● CHALLENGE: Each entry that follows must be output without any deviation.

== DATA EXCERPTS ==

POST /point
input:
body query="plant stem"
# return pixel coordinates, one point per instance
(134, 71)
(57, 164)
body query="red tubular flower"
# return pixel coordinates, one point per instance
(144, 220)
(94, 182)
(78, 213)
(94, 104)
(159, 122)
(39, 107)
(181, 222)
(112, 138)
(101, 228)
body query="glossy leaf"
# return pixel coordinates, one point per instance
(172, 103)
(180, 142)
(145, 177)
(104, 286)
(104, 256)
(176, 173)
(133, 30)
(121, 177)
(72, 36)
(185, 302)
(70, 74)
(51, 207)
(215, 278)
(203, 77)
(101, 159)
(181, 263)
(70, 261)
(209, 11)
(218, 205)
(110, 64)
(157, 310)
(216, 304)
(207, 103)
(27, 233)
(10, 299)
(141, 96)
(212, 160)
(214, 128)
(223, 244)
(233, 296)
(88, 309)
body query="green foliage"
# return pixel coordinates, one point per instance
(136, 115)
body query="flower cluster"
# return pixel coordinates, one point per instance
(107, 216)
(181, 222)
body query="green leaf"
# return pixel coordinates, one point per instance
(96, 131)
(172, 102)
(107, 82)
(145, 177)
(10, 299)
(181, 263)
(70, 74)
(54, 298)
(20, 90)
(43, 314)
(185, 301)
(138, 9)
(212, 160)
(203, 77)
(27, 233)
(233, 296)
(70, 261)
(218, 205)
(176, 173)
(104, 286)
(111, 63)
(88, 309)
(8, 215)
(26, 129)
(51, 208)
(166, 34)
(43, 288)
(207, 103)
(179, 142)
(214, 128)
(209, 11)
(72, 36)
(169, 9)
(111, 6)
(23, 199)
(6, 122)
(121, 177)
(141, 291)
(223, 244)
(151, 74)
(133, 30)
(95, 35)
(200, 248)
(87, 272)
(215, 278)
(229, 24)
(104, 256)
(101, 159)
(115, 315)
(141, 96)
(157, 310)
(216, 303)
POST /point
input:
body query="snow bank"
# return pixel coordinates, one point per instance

===

● RESULT OF THIS EXERCISE:
POST /point
input:
body query="plant stem"
# return pixel coordinates, one point per instance
(134, 71)
(57, 164)
body query="red tubular flower"
# return pixel coordinates, one point per instance
(144, 220)
(94, 182)
(78, 213)
(94, 104)
(159, 122)
(39, 107)
(181, 222)
(112, 138)
(101, 228)
body query="glossy leaf"
# return pixel coordinates, one point per instance
(172, 103)
(180, 142)
(145, 177)
(104, 286)
(104, 256)
(176, 173)
(133, 30)
(121, 177)
(72, 36)
(185, 302)
(70, 74)
(51, 207)
(215, 278)
(203, 77)
(101, 159)
(181, 263)
(70, 261)
(209, 11)
(218, 205)
(110, 64)
(157, 310)
(216, 304)
(207, 103)
(27, 233)
(10, 299)
(141, 96)
(212, 160)
(214, 128)
(223, 244)
(233, 296)
(88, 309)
body query="green foliage"
# return pixel coordinates, one point per instance
(136, 115)
body query="flower cluster"
# return pixel coordinates, one point per instance
(107, 216)
(181, 222)
body query="green leaf"
# return pixel coordinates, one point per instance
(96, 131)
(172, 102)
(107, 82)
(145, 177)
(10, 299)
(181, 263)
(70, 74)
(54, 298)
(20, 90)
(43, 314)
(185, 301)
(138, 9)
(212, 160)
(203, 77)
(27, 233)
(233, 296)
(70, 261)
(218, 205)
(176, 173)
(104, 286)
(111, 63)
(88, 309)
(8, 215)
(26, 129)
(51, 208)
(166, 34)
(43, 288)
(207, 103)
(179, 142)
(214, 128)
(209, 11)
(72, 36)
(169, 9)
(111, 6)
(23, 199)
(6, 122)
(121, 177)
(141, 291)
(223, 244)
(151, 74)
(133, 30)
(95, 35)
(200, 248)
(87, 272)
(215, 278)
(229, 24)
(104, 256)
(101, 159)
(115, 315)
(141, 96)
(157, 310)
(216, 303)
POST /point
input:
body query="snow bank"
# return pixel coordinates, one point per instance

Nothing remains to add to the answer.